### THE INPUT

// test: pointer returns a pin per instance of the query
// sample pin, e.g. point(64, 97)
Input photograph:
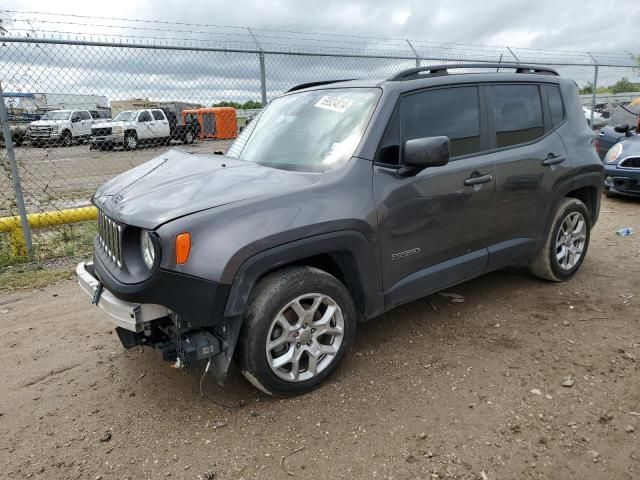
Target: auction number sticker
point(336, 104)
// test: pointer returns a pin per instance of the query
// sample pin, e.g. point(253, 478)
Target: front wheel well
point(342, 265)
point(589, 196)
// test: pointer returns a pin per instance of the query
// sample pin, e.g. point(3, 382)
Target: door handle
point(553, 160)
point(477, 180)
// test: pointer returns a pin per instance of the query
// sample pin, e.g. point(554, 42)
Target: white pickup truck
point(132, 127)
point(61, 126)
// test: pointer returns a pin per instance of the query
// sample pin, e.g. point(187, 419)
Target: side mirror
point(421, 153)
point(622, 128)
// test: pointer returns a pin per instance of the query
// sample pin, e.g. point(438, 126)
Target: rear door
point(434, 226)
point(160, 124)
point(85, 121)
point(76, 124)
point(530, 159)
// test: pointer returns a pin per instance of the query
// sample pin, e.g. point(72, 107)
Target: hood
point(46, 123)
point(110, 124)
point(178, 183)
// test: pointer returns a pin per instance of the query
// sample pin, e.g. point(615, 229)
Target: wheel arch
point(346, 255)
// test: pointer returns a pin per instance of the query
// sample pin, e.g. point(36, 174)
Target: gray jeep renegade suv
point(341, 201)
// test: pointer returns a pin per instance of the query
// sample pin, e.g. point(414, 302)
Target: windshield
point(57, 115)
point(310, 131)
point(126, 116)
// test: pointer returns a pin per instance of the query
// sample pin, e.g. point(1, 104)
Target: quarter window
point(451, 112)
point(555, 104)
point(517, 114)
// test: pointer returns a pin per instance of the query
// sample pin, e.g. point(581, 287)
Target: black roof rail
point(437, 70)
point(315, 84)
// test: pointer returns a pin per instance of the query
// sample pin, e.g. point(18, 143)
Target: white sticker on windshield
point(336, 104)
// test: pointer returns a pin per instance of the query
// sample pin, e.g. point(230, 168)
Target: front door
point(144, 125)
point(435, 226)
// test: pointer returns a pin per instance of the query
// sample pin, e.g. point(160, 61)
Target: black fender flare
point(592, 178)
point(350, 241)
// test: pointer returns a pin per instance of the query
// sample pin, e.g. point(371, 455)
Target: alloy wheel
point(571, 240)
point(304, 337)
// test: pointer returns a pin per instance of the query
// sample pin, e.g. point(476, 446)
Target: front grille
point(626, 184)
point(631, 162)
point(101, 132)
point(110, 237)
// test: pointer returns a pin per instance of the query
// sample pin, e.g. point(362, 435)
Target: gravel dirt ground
point(434, 389)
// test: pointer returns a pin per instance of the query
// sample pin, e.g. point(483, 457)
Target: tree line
point(623, 85)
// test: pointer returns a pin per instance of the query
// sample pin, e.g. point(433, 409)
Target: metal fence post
point(595, 88)
point(414, 52)
point(263, 75)
point(15, 178)
point(513, 55)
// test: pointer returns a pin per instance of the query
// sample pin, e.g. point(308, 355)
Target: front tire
point(299, 324)
point(566, 244)
point(67, 139)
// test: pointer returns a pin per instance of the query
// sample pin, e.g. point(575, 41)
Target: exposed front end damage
point(187, 346)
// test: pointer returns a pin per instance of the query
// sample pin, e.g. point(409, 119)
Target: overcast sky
point(548, 24)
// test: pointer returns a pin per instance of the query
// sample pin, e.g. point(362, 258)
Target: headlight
point(147, 248)
point(614, 153)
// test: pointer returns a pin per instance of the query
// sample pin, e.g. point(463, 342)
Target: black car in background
point(621, 160)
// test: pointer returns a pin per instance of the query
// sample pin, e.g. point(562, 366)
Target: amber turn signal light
point(183, 248)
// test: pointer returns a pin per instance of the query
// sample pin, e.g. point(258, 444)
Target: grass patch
point(62, 241)
point(17, 277)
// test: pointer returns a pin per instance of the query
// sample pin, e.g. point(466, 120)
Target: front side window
point(311, 131)
point(144, 117)
point(517, 114)
point(450, 112)
point(56, 115)
point(125, 116)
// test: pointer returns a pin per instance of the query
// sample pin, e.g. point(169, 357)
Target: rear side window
point(517, 114)
point(452, 112)
point(555, 104)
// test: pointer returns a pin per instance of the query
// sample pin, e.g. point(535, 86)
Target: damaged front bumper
point(127, 315)
point(147, 324)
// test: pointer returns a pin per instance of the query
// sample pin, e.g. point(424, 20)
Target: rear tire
point(299, 324)
point(566, 244)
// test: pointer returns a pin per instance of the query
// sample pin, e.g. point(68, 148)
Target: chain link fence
point(166, 92)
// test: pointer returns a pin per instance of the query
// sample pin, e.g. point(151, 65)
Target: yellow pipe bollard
point(12, 226)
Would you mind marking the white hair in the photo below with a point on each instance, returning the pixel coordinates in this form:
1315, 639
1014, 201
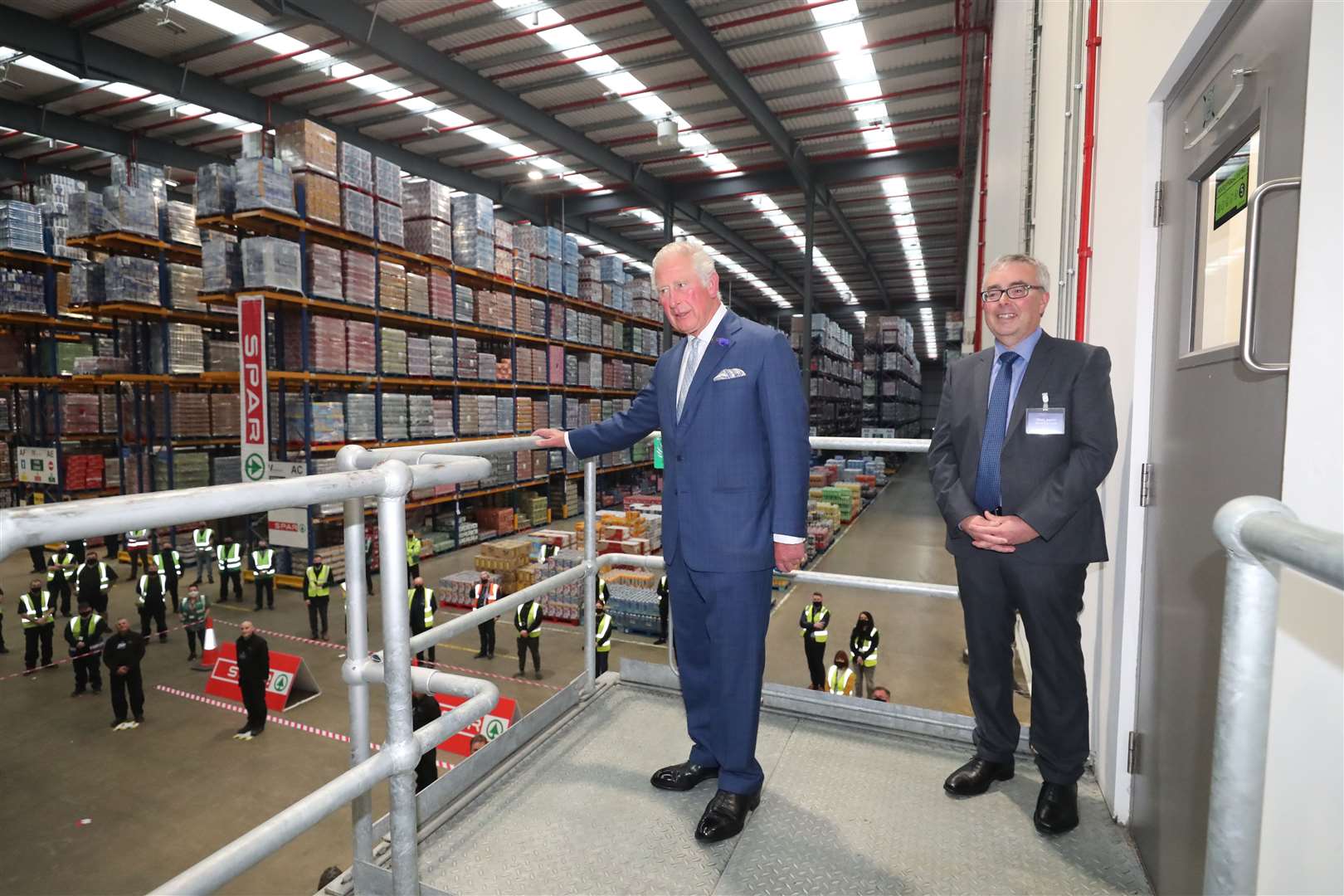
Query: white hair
700, 260
1018, 258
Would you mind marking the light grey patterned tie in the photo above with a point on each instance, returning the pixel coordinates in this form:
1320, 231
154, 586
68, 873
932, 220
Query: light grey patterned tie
691, 363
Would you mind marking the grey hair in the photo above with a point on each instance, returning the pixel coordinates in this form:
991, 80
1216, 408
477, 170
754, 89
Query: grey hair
700, 260
1018, 258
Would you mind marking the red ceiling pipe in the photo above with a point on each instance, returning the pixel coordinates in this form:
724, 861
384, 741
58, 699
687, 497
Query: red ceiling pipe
1089, 153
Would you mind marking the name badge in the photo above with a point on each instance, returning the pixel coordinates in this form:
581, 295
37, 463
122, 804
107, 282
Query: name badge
1045, 419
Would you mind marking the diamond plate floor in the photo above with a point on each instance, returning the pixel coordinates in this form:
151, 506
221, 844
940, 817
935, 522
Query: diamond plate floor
843, 811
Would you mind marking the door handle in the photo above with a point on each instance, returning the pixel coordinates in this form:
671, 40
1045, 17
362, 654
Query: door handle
1253, 222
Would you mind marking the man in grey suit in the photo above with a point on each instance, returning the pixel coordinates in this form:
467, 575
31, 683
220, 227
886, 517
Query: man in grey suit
1025, 433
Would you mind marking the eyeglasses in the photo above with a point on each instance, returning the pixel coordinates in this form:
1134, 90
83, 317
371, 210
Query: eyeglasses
1016, 290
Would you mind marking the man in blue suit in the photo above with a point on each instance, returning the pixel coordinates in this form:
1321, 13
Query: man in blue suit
734, 422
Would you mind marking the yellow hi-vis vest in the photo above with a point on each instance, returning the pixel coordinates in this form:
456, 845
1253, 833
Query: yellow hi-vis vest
46, 610
429, 603
838, 683
318, 586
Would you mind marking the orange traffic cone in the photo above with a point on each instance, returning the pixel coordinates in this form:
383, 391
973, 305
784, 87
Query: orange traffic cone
210, 648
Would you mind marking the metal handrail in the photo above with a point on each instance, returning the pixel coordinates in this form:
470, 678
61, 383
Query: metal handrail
1261, 536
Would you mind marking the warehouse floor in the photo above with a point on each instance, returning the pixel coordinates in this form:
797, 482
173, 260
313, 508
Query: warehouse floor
112, 811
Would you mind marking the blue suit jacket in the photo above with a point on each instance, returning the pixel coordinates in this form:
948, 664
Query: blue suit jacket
735, 466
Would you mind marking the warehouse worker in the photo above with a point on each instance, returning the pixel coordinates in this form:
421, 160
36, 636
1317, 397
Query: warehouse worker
169, 563
264, 572
93, 581
863, 645
61, 575
230, 561
840, 676
602, 635
813, 621
149, 601
38, 617
663, 610
138, 547
84, 635
485, 592
205, 540
318, 596
123, 655
421, 602
527, 620
413, 550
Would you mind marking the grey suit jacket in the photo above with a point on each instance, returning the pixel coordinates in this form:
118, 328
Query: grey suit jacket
1050, 481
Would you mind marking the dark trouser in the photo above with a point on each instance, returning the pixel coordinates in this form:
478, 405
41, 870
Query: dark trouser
254, 698
121, 685
225, 578
88, 672
719, 622
417, 626
268, 586
816, 655
318, 610
993, 587
158, 614
523, 646
32, 638
61, 594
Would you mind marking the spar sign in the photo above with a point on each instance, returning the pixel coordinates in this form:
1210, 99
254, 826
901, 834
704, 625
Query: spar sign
492, 724
251, 349
288, 685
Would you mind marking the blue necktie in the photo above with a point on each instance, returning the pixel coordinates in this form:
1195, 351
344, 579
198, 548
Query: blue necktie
988, 494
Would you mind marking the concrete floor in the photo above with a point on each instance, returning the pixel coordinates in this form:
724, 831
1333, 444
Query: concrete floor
162, 796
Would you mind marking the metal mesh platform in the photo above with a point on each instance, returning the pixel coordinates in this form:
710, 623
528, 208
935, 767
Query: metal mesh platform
843, 811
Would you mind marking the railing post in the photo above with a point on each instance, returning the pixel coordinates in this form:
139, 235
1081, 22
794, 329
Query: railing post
397, 655
590, 574
1241, 728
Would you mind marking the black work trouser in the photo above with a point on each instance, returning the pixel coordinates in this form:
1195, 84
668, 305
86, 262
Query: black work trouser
254, 699
523, 646
88, 672
995, 587
158, 614
318, 610
816, 655
34, 638
225, 578
265, 585
121, 687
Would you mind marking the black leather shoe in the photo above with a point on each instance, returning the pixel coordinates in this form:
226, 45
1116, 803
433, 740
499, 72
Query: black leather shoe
683, 777
724, 816
1057, 809
975, 777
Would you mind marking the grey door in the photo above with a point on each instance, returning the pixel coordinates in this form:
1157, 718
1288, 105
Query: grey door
1216, 426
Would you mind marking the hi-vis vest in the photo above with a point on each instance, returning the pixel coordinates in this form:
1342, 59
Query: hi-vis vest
229, 558
604, 633
812, 616
144, 589
429, 603
45, 609
318, 583
531, 621
264, 563
838, 683
864, 646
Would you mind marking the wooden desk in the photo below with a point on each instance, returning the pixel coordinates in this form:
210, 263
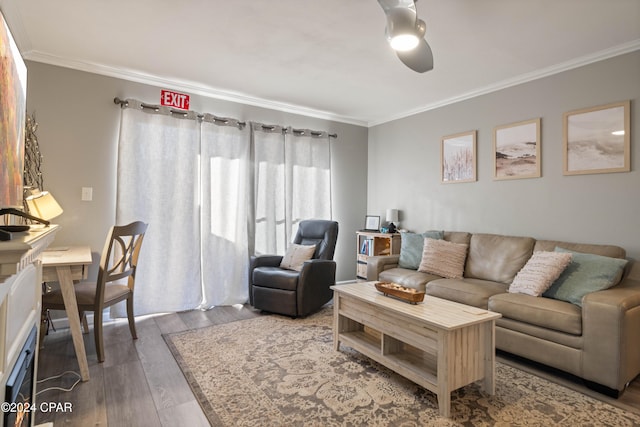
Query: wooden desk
64, 266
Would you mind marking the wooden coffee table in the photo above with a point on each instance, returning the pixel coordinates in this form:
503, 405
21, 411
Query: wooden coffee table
438, 344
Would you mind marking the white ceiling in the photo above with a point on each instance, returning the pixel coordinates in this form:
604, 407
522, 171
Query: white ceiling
323, 58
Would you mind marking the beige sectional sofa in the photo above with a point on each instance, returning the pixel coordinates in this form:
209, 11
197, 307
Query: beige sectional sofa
597, 341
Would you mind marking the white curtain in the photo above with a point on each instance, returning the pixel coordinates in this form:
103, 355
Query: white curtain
158, 183
308, 177
225, 206
213, 193
269, 189
292, 179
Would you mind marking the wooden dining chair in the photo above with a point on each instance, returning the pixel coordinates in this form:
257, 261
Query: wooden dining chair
119, 261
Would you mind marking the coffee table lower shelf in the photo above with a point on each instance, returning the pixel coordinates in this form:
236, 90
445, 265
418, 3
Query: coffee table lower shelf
438, 344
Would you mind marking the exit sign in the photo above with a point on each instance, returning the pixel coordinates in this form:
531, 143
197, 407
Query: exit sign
174, 99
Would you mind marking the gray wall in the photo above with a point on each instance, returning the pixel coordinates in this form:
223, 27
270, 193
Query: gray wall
78, 127
404, 164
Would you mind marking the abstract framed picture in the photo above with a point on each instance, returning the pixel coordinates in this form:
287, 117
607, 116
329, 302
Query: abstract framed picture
13, 101
458, 157
597, 139
516, 149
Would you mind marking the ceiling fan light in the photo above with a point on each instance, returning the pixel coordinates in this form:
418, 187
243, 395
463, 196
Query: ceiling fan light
404, 42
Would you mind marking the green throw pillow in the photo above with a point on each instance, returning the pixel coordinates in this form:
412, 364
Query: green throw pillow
585, 274
412, 246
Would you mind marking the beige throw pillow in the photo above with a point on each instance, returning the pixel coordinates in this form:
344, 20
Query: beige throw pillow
539, 273
443, 258
296, 255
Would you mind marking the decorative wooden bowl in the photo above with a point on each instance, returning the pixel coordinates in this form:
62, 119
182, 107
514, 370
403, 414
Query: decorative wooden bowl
409, 295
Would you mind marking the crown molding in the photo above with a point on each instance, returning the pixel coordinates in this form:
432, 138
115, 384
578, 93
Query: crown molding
523, 78
186, 86
207, 91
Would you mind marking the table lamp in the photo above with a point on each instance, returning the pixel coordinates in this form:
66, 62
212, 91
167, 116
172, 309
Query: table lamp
392, 216
42, 205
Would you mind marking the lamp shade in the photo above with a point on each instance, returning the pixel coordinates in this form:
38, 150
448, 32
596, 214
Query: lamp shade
43, 205
392, 215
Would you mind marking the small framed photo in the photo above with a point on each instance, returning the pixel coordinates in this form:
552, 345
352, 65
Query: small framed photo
372, 223
458, 157
597, 139
516, 150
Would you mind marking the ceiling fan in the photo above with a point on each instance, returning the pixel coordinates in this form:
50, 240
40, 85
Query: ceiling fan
405, 33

### WHAT THE EXERCISE ASKS
Output should match, line for line, the stretch of the material above from the line holding "Target: alloy wheel" through the line holding "e.g. point(308, 355)".

### WRITTEN REPLY
Target: alloy wheel
point(571, 240)
point(304, 337)
// test: pointer returns a pin per instance of the query
// sample pin, e.g. point(476, 446)
Target: front grille
point(626, 184)
point(631, 162)
point(101, 132)
point(110, 237)
// test: pointer returns a pin per instance of the query
// sample pin, e.g. point(362, 435)
Target: gravel dirt ground
point(434, 389)
// test: pointer returns a pin per instance of the query
// sample pin, e.g. point(483, 457)
Target: tree line
point(623, 85)
// test: pointer returns a pin per instance of the query
// sample pin, e.g. point(433, 409)
Target: metal fence post
point(595, 88)
point(414, 52)
point(263, 75)
point(15, 178)
point(513, 55)
// test: pointer returns a pin per instance of the query
// sample pin, e.g. point(308, 355)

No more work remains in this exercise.